» **SET TASK A**
In the records, take the part that opens with the line containing "Batch processing job — object class: man's" and closes with the line containing "368 523 479 579", both lines included, and write it as a JSON list of strings with one string per line and blank lines omitted.

» **EXTRACT PROVIDED**
===

The Sixth Sense () is a Thai television series produced by Cholumpi Production, based on the books of the same title. Season 1 aired from September 1 to October 14, 2012, and season 2 aired from September 29 to November 29, 2013.

The series consists of five books each featuring their own story. All five stories are shown in the television series. However, the TV series does not include all of the characters in the books. For example, the two main characters of Kab Dak Rak Luang and Ma Ya Roi Jai portrayed by male leads  and , only appear at the beginning of season 2.

Plot 
Five girls – Yanin, Kanna, Sukontharot, Kornrampa and Nedsithang, were all born on the same day. They each receive a unique “sixth sense” on their birthday which allows them to communicate with spirits.

Characters

Description 
 Yanin Vejnarongkul / Nin / Sis Jija
The oldest in the group, she communicates with spirits by closing her eyes and meditating. She is amiable and reliable, with a stable mind that is not easily disturbed.

 Kanna Piengmongkol / Kan
The second oldest, she always carries headphones because her sixth sense allows her to hear the voice of the spirit. She is headstrong, as a result of bullying in her childhood.

 Sukontharot / Rot
The third of the group, she is the most skilled in spiritual matters because of what she has learned from her uncle, who is a monk. She can detect the spirit's odor, so she always uses a mask to cover her nose.

===

» **SET TASK B**
Continue the article on the Thai television series The Sixth Sense from where it stops.

===

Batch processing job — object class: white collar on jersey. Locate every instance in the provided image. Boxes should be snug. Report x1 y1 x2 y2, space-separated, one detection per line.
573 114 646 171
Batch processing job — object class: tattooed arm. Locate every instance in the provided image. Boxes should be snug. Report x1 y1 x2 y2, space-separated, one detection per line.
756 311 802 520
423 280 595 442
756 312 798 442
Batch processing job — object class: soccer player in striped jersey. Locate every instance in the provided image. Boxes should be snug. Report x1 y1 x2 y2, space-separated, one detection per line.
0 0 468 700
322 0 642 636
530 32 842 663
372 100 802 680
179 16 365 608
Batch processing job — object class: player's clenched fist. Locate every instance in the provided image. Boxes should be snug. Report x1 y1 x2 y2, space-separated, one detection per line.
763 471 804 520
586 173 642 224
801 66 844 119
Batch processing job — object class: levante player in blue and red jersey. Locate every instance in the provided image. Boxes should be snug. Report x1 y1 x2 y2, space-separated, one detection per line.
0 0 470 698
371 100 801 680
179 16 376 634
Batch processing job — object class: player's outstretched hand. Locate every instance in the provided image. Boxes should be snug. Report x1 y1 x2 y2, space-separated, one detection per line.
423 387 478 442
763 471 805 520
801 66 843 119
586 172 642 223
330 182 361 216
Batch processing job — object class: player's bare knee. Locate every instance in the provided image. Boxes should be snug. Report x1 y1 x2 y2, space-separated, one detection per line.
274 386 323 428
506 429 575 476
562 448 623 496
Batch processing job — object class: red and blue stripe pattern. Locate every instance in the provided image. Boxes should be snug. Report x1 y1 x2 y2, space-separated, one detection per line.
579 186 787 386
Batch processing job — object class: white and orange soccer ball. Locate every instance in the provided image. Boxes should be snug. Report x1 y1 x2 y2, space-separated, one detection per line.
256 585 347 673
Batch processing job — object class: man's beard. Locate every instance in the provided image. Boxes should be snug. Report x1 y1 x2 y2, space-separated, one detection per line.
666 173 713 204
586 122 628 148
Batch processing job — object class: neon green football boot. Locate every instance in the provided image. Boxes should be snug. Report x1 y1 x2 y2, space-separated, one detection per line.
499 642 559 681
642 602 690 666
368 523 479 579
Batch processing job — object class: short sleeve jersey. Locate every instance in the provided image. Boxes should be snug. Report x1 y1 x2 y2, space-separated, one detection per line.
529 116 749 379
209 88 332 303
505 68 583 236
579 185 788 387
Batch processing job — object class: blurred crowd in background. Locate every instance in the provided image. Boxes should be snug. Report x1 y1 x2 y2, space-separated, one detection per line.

===

» **EXERCISE ANSWER A**
[
  "Batch processing job — object class: man's beard. Locate every instance in the provided image. Boxes should be snug. Report x1 y1 x2 y2, space-separated, one detection per line.",
  "666 173 713 204",
  "586 122 628 148",
  "Batch processing job — object class: neon green football boot. Locate every instance in the provided image. Boxes should be snug. Report x1 y1 x2 y2, space-separated, one detection per line.",
  "499 642 559 681",
  "642 602 690 666",
  "368 523 479 579"
]

» **EXERCISE ANSWER B**
 Kornrampa Saknanthavee / Kam
The fourth one, she possesses self-confidence as a result of her birth into a wealthy family. She always wears gloves even in hot weather because whenever she touches something with her bare hands, she can see the past of the thing she is touching. This makes her look strange to others. 

 Nedsithang Martthongkham / Ned
The youngest of the group, she can see spirits and as a consequence always wears sunglasses. She is somewhat naive because her family, especially her older brother, is overprotective. As a result, she often desires to do the things by herself.

 Tinn
An unskilled Thai speaker who was previously living in Kanchanaburi province. He came back to Thailand to manage a resort he inherited from his maternal grandfather. He becomes disturbed by an unknown spirit.

 Phong-in Na Viangthub / Joh
The younger brother of Pim-on, he wants to learn the truth behind her mysterious death. He hires Kanna, someone he has known since childhood, to help, but she believes that he is one of the bullies.

 Trirat Thammawat / Tri / Tide
The son of a Chinese real estate family that owns the problematic market. He comes off as an uncaring playboy, but actually is just playful and loves his family. The family believes in a shaman whom he strongly opposes, and thus he looks for someone to help him prove their support is misguided. 

 Park Joon-ji / Junlajak
The grandson of Pimpilart, a wealthy real estate owner. He is living in South Korea and comes to Thailand to make a film. He is disturbed by a spirit, even though he doesn't believe it's real. He is persuaded by the manager to get rid of it.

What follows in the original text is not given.